» **Work request 1**
Translate this sentence from the copper theft thread into Spanish: "The police were called, three men arrested, and the wire confiscated as evidence."
» **Work request 2**
From the copper theft thread, echo everything from "Reported to the" down to "might go higher." without changing a character.

» **Page excerpt**

• • • •

# Copper Theft and Electrocutions



## kb1jb1 (Nov 11, 2017)

Why would somebody go through the trouble of cutting wires for the scrap value? You can simply walk into a big box store, load up the shopping cart and just walk out. A simple non monetary retail transaction. It was done last week at a local Lowes store. They just walked out with $3,200.00 worth of wire.


----------



## wiz1997 (Mar 30, 2021)

I recall back in the late 70's, early 80's, when scrap copper was going for close to $4.00 per pound.

Copper thieves were cutting the #6 bare copper wire at the bottom of a power pole, then snatching it loose from the pole.

Once they got it loose from the pole the only thing holding it was the connection at the top.

They would jerk on the wire until broke loose.

When the wire broke loose it would often whip and contact the power lines.

They were finding charred bodies near the poles and hospitals were getting people with electrical burns.

Copper thieves were gutting the Romex out of abandoned houses, unoccupied houses up for sale and even new unfinished houses.

During that time I was working on a 20 story high-rise.

We had four 500 foot reels of 750 MCM delivered to the job on Friday for the wire pull to be done on Tuesday.

No work on Monday because of the holiday.

Got to work Tuesday and the place had been wiped out.

Every craft was missing tools and equipment.

The reels of wire were gone.

How in the world did those reels get moved?

It took a cherry picker to get them off the flatbed truck.

A few hours later we were taking a break on the 7th floor, sitting on a stack of sheetrock.

No windows in the building yet, and back then not even a guard rail.

Co worker was standing buy a column on the outer edge, and called us over.

"What do you see down in that field?"

Looked like wagon tracks going across an open field towards an apartment complex.

Reported to the general forman, who took a drive through the apartment complex.

There were the four reels of wire and three guys sitting on the tailgate of their truck stripping the wire.

The police were called, three men arrested, and the wire confiscated as evidence.

Company had a metal shipping container delivered, and the second set of reels were locked up as soon as they were delivered.

During my apprenticeship the job Foreman on small jobs would let the apprentices divide up the scape wire.

I had over 300 pounds of scrap copper in the garage, but didn't cash it in, thought it might go higher.

Then forgot about it.

A few years later, I got layed off and decided to cash the copper in.

Got $1.85 per pound. 😭


----------



## micromind (Aug 11, 2007)

If every copper thief were electrocuted, the problem would eventually disappear. Lead poisoning would be just as effective, especially if the lead were delivered at high speed..........


----------



## canbug (Dec 31, 2015)

We had an apprentice who got arrested for armed robbery. When the police searched his house they found the basement full of wire stripping, they didn't know what it was and contacted his employer. We had 10k of large wire go missing a few months earlier, they found video of him rolling it out the front door of the airport right into the back of his van, at Midnight. Nobody looked twice at him?

Tim.


----------



## matt1124 (Aug 23, 2011)

• • • •

» **Extracted information**
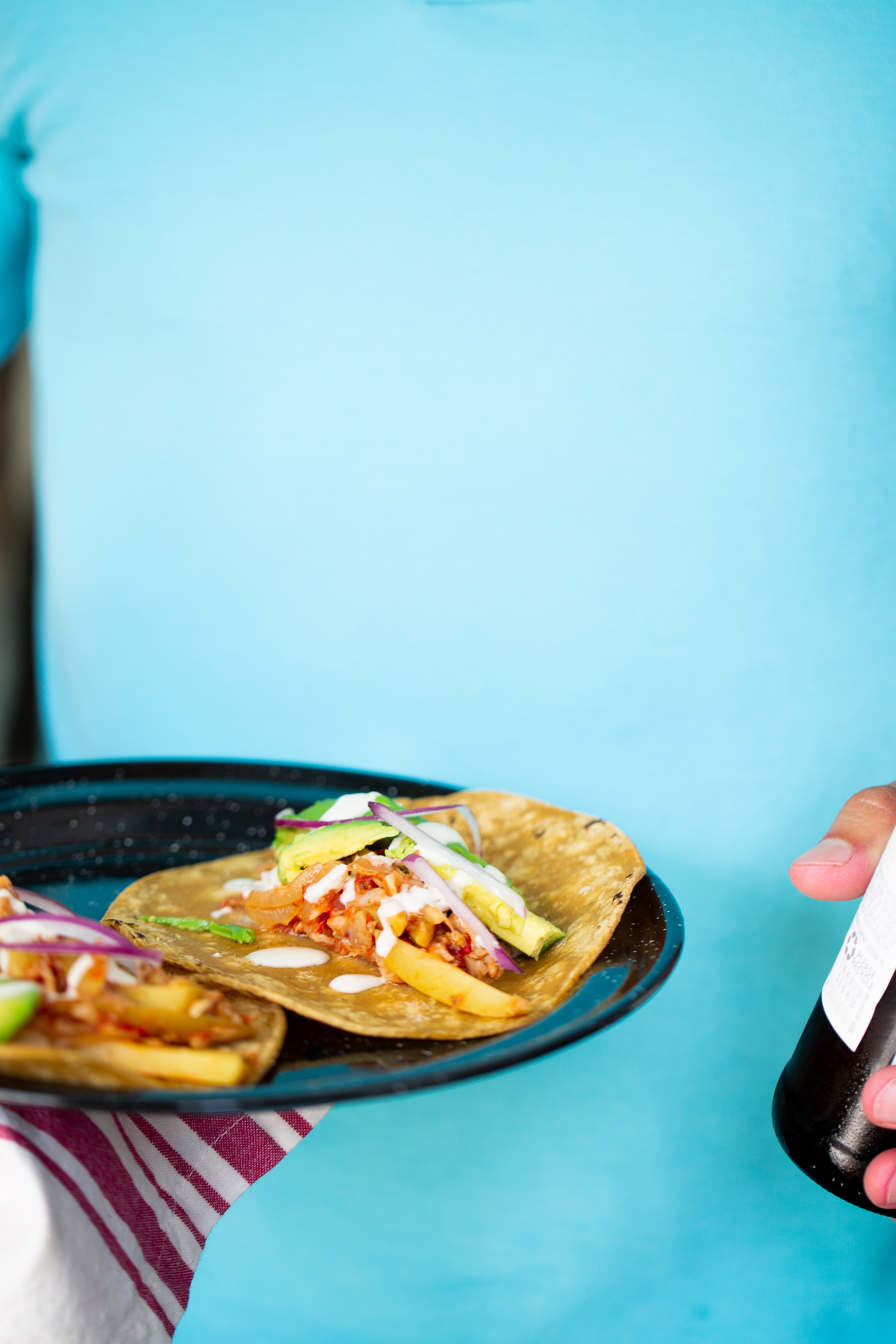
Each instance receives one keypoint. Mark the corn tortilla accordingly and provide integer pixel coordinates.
(574, 870)
(83, 1066)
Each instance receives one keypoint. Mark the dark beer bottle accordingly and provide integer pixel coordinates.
(817, 1109)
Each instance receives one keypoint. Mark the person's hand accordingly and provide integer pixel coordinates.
(840, 869)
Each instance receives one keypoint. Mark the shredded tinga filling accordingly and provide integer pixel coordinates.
(87, 998)
(359, 908)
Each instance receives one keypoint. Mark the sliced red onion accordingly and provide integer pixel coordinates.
(438, 853)
(77, 949)
(475, 925)
(301, 824)
(33, 898)
(21, 931)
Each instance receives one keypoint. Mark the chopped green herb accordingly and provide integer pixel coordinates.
(234, 932)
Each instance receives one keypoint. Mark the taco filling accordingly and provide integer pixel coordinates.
(399, 892)
(374, 916)
(74, 990)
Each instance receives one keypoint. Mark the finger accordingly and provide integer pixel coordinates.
(842, 865)
(879, 1098)
(880, 1179)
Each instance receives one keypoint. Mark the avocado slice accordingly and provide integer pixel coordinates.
(531, 936)
(335, 842)
(19, 1002)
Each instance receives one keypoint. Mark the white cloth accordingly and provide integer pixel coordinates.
(104, 1217)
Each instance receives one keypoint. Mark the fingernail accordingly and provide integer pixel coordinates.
(828, 853)
(886, 1109)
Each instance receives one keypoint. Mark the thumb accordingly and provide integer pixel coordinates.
(842, 866)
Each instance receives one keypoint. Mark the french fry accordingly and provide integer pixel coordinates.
(175, 996)
(210, 1068)
(451, 986)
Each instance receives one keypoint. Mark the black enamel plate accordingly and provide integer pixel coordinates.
(83, 832)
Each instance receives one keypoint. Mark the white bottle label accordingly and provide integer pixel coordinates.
(867, 960)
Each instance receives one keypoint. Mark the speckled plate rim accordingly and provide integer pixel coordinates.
(314, 1085)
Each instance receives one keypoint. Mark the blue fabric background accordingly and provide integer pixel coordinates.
(506, 394)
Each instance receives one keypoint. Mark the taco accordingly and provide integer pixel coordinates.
(370, 916)
(83, 1006)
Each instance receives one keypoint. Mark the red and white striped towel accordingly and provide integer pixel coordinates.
(104, 1217)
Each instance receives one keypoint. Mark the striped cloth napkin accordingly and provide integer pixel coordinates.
(104, 1215)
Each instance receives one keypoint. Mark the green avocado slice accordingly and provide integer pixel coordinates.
(19, 1002)
(536, 933)
(335, 842)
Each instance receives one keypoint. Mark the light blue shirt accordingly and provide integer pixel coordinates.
(500, 393)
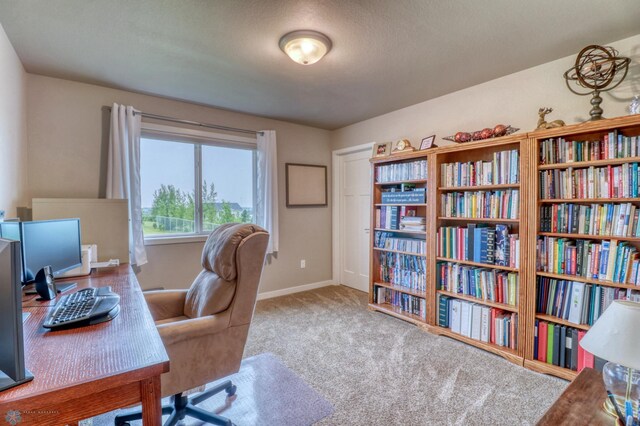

• • • •

» **Task answer 1**
Se llamó a la policía, se arrestó a tres hombres y se confiscó el cable como prueba.

» **Task answer 2**
Reported to the general forman, who took a drive through the apartment complex.

There were the four reels of wire and three guys sitting on the tailgate of their truck stripping the wire.

The police were called, three men arrested, and the wire confiscated as evidence.

Company had a metal shipping container delivered, and the second set of reels were locked up as soon as they were delivered.

During my apprenticeship the job Foreman on small jobs would let the apprentices divide up the scape wire.

I had over 300 pounds of scrap copper in the garage, but didn't cash it in, thought it might go higher.